* [WORK TO COMPLETE]:
Reproduce verbatim the lines below, beginning with the first line and continuing through the line containing "91, 23, 480, 39", inclusive.

-- Start DATA IN THIS EXERCISE --

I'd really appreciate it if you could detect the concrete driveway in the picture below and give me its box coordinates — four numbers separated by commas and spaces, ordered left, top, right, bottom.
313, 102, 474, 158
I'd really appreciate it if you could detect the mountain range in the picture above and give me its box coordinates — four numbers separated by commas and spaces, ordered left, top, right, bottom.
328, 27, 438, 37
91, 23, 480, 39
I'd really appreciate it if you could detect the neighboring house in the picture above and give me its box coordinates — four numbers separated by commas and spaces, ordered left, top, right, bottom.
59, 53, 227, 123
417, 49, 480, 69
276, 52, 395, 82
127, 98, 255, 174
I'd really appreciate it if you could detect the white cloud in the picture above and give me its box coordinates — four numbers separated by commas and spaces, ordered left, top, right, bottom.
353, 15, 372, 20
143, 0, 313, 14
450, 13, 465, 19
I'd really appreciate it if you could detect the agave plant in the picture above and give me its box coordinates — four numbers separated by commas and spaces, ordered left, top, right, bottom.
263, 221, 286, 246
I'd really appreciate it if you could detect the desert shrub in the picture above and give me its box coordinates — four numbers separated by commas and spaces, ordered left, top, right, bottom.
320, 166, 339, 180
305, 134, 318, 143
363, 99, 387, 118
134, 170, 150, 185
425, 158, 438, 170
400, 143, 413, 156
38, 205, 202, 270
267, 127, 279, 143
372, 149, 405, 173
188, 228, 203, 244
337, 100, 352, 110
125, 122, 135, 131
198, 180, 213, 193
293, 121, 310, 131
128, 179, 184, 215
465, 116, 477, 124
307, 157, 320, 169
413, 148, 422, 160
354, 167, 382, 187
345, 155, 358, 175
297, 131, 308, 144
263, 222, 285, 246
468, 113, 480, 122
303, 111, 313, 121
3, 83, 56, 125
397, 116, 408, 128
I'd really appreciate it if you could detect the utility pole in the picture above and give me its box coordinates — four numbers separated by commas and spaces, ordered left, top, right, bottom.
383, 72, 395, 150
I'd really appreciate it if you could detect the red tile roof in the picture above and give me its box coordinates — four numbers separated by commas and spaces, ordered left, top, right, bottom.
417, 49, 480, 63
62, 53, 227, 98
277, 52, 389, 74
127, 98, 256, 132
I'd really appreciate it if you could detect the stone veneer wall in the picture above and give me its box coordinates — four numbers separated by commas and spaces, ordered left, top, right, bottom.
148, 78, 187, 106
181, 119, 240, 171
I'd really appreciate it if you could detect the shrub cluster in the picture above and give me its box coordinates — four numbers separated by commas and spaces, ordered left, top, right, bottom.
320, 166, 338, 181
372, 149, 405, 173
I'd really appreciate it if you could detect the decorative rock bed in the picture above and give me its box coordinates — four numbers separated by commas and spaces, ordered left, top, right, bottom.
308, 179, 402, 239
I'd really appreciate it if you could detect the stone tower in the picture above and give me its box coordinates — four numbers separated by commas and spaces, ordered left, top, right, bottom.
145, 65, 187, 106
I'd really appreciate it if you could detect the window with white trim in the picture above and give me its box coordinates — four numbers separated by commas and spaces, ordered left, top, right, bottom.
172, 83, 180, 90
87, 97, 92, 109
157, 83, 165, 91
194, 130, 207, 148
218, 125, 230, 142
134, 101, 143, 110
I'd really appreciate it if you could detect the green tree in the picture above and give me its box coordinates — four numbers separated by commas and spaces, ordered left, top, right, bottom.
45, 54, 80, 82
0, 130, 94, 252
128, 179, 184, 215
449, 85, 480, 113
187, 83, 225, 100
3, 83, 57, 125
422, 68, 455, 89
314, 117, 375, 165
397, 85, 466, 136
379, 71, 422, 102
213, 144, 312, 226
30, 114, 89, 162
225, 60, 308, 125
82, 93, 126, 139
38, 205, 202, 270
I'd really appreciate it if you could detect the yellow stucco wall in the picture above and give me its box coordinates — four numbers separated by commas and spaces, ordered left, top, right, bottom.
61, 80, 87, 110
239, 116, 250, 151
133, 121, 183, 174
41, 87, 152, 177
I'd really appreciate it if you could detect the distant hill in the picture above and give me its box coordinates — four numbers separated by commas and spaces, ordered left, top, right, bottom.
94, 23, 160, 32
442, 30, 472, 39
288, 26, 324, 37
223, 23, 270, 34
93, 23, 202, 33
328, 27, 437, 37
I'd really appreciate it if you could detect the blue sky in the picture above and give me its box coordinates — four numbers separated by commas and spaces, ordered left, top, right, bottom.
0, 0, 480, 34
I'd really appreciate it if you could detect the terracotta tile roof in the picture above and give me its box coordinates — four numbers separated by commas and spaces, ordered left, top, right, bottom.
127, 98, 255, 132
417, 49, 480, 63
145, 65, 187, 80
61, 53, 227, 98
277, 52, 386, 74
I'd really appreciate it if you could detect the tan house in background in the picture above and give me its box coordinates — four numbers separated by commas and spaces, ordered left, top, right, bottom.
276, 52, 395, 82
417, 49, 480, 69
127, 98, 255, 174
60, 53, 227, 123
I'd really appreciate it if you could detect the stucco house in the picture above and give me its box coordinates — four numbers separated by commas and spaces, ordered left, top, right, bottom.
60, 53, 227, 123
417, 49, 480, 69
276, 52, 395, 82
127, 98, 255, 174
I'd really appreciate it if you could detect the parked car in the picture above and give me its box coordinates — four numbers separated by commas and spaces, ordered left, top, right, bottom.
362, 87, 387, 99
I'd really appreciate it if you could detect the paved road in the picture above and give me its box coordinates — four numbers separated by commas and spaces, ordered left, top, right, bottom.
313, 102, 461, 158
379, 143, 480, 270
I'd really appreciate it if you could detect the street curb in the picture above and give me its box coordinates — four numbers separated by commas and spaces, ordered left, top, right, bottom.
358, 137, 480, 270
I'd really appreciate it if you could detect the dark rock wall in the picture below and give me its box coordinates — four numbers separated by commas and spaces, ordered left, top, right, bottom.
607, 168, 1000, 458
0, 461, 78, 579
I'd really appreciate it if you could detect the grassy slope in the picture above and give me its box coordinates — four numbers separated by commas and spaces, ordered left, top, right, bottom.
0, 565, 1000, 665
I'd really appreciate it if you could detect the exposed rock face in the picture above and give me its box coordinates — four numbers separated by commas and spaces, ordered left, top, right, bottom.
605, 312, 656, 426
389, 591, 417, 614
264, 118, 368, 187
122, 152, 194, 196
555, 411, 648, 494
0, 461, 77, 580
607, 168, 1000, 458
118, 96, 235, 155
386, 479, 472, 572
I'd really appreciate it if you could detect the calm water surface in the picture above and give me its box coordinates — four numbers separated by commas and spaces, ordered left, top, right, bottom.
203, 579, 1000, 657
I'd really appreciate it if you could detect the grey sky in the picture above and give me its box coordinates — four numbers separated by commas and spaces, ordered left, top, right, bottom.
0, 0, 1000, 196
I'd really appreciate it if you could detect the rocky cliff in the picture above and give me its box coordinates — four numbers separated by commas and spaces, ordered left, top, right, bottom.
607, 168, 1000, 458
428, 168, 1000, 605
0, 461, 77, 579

-- End DATA IN THIS EXERCISE --

* [CORRECT RESPONSE]:
I'd really appreciate it if you could detect the concrete driveway in the picture below and give me its box coordinates — four numbers separated by commas and spaces, ordered left, top, right, bottom.
313, 102, 474, 158
I'd really appreciate it if you could detect the mountain range in the picture above and give me its box coordinates — four numbers separated by commas and spaces, ordered left, top, right, bottom.
328, 27, 438, 37
91, 23, 480, 39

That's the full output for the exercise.